___ Extrait fourni ___

Ainsi que souligné ci-haut, les déficits du
compte d'exploitation de la Banque Centrale du Congo résultent de la
divergence fort prononcée entre révolution des dépenses
des recettes d'exploitation. Plusieurs facteurs expliquent cette
évolution divergente. Certains de ces facteurs sont liés aux
recettes d'exploitation tandis que d'autres figurent parmi les dépenses.
Nous essayons donc d'analyser dans ce qui suit, l'incidence de ces
différents facteurs sur le compte d'exploitation de la Banque Centrale
du Congo.
1.1. Facteurs liés aux recettes
d'exploitation
Plusieurs facteurs d'inégales importances ont
été, de façon complémentaire, à la base des
déficits de la Banque Centrale entre 1994 et 1996. Parmi ces facteurs on
peut relever principalement le refus de l'Etat de payer les
intérêts sur les avances consolidées reçues de la
Banque Centrale; le recours limité du Trésor aux avances de la
Banque centrale; la non-perception par la Banque de ses intérêts
sur les avances accordées aux banques en difficultés et enfin la
baisse sensible des produits provenant du refinancement des banques et des
opérations de change.

___

▶ _Défi 1_
Énumérez les principaux facteurs liés aux recettes d'exploitation que l'extrait cite comme causes des déficits de la Banque Centrale entre 1994 et 1996.
Les entrées n'ont aucun rapport avec l'extrait.

___ Données fournies ___

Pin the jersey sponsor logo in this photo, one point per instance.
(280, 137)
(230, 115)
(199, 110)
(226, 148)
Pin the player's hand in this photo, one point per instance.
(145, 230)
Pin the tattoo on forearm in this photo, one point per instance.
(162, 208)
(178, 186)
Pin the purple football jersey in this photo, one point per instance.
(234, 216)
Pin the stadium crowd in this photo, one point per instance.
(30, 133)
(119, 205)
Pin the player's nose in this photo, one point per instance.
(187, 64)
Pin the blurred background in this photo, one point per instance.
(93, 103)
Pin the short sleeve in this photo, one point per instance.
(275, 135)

___
___ Données fournies ___

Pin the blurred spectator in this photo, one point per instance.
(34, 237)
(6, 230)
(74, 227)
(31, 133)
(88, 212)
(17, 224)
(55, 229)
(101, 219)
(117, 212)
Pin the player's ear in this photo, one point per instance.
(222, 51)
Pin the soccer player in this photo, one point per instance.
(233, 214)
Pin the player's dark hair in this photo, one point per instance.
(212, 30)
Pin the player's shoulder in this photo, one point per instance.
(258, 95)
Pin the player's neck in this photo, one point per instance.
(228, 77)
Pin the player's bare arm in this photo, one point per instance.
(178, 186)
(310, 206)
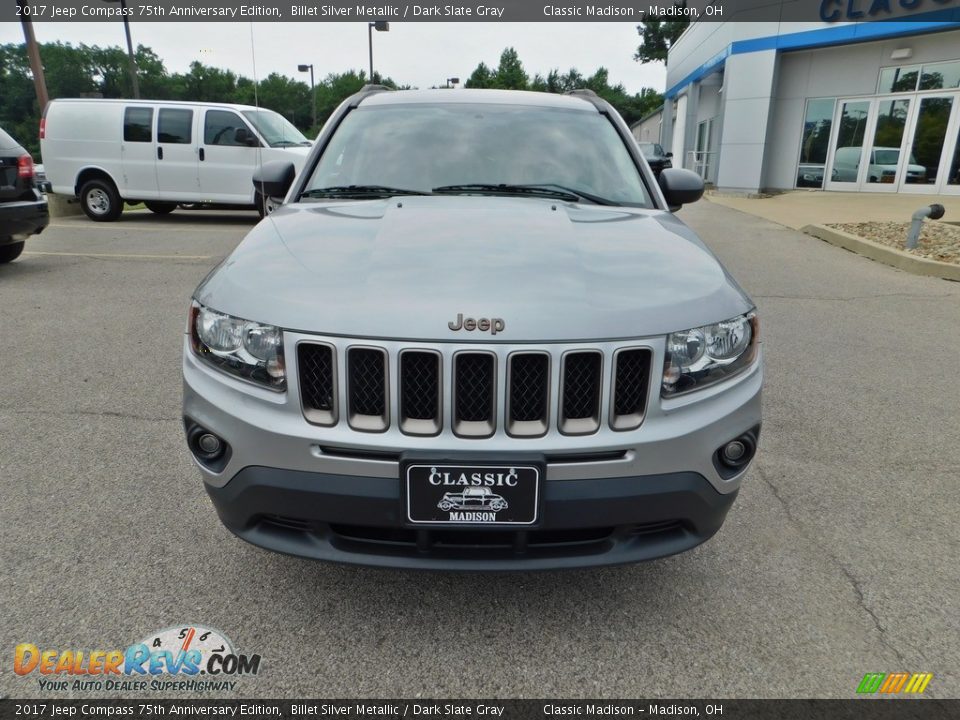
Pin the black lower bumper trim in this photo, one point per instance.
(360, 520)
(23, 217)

___

▶ _Défi 2_
Relevez chaque ligne des entrées qui contient le mot « jersey ».

▶ _Solution détaillée 1_
- Le refus de l'État de payer les intérêts sur les avances consolidées reçues de la Banque Centrale
- Le recours limité du Trésor aux avances de la Banque centrale
- La non-perception par la Banque de ses intérêts sur les avances accordées aux banques en difficultés
- La baisse sensible des produits provenant du refinancement des banques et des opérations de change

▶ _Solution détaillée 2_
Pin the jersey sponsor logo in this photo, one point per instance.
Pin the purple football jersey in this photo, one point per instance.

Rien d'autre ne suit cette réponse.